------ Document extract
Biodiversity Day: Protecting humanity’s ‘life-support system’
New York: The theme of the International Day for Biological Diversity, observed on Monday, centres on moving from talk to action: build back biodiversity.
“On the International Day for Biological Diversity, we reflect on our relationship with humanity’s life-support system, from the air we breathe and the food we eat, to the energy that fuels us and the medicines that heal us, our lives are wholly dependent on healthy ecosystems,” UN Secretary-General António Guterres said.
“Yet, our actions are devastating every corner of the planet: 1 million species are at risk of extinction, the result of habitat degradation, skyrocketing pollution, and the worsening climate crisis.”
While there is a growing recognition that biological diversity is a global asset of tremendous value to future generations, the number of species is being significantly reduced by certain human activities from illegal logging to poaching wildlife.
Loss ‘threatens all’
Biological diversity is often understood in terms of the wide variety of plants, animals, and microorganisms, but it also includes genetic differences within each species.
In a delicate balance, biodiversity reflects differences between varieties of crops and breeds of livestock as well as the variety of such ecosystems as lakes, forests, deserts, and agricultural landscapes, that host myriad interactions among their human, plant, and animal guests.
But, the loss of biodiversity threatens all, including health. It has been proven that biodiversity loss could expand zoonoses – diseases transmitted from animals to humans. Keeping biodiversity intact offers excellent tools to fight against pandemics like those caused by coronaviruses.
------------
◆ Instructions:
1 – According to the Biodiversity Day article, how many species are at risk of extinction?
2 – In the Biodiversity Day article, copy the passage between "Biodiversity Day: Protecting" and "build back biodiversity.", inclusive, swapping "action" for "results".
3 – Write the next part of the Biodiversity Day article, continuing after its final sentence.
------ Data records
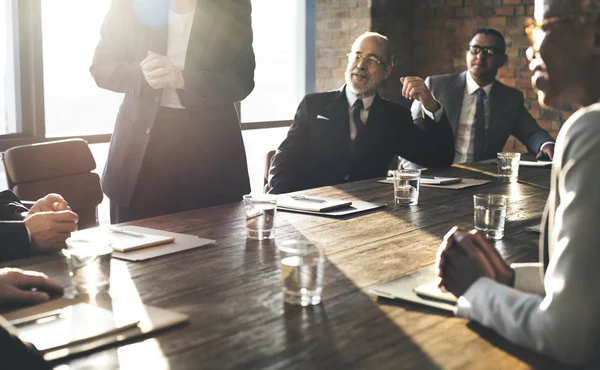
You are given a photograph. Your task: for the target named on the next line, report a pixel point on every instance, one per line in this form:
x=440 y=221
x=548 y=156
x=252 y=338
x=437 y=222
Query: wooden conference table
x=232 y=290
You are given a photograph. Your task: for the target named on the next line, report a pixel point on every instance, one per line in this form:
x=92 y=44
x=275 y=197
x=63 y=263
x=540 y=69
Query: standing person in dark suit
x=41 y=229
x=502 y=112
x=182 y=65
x=352 y=133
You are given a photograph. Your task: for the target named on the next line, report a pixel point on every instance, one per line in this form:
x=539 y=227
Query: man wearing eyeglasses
x=352 y=134
x=552 y=307
x=482 y=111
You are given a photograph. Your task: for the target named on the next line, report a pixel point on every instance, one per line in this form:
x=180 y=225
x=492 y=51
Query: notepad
x=122 y=239
x=74 y=324
x=432 y=290
x=311 y=203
------------
◆ Answers to the problems:
1 – 1 million species.

2 –
Biodiversity Day: Protecting humanity’s ‘life-support system’
New York: The theme of the International Day for Biological Diversity, observed on Monday, centres on moving from talk to results: build back biodiversity.

3 –
Promises made must be kept
A total of 196 nations have ratified the Convention on Biological Diversity, which is the international legal instrument for “the conservation of biological diversity, the sustainable use of its components and the fair and equitable sharing of the benefits arising out of the utilization of genetic resources”.
Marking an important step forward, the Kunming-Montreal Global Biodiversity Framework, adopted in 2022, saw all parties committing to setting national targets to implement it. At the forthcoming Conference of the Parties in 2024 in Türkiye, the world will take stock of the targets and commitments that have been set.
The UN Environment Programme (UNEP) and partners launched an online platform for non-governmental groups’ commitments from around the world, from a rain forest protection project in Côte d’Ivoire to a marine conservation effort in Cambodia. To date, 212 commitments have been pledged.
Turning agreements into action
"Our actions are devastating every corner of the planet: 1 million species are at risk of extinction, the result of habitat degradation, skyrocketing pollution, and the worsening climate crisis.” - UN Secretary-General António Guterres
“Now is the time to move from agreement to action,” Mr. Guterres said.
That translates into ensuring sustainable production and consumption patterns and redirecting subsidies from nature-destroying activities towards green solutions.
It also means recognizing the rights of indigenous peoples and local communities, the strongest guardians of the world’s biodiversity, and pushing governments and businesses to take stronger and faster action against biodiversity loss and the climate crisis, the UN chief said.
“Let us work together across governments, civil society, and the private sector to secure a sustainable future for all,” he said.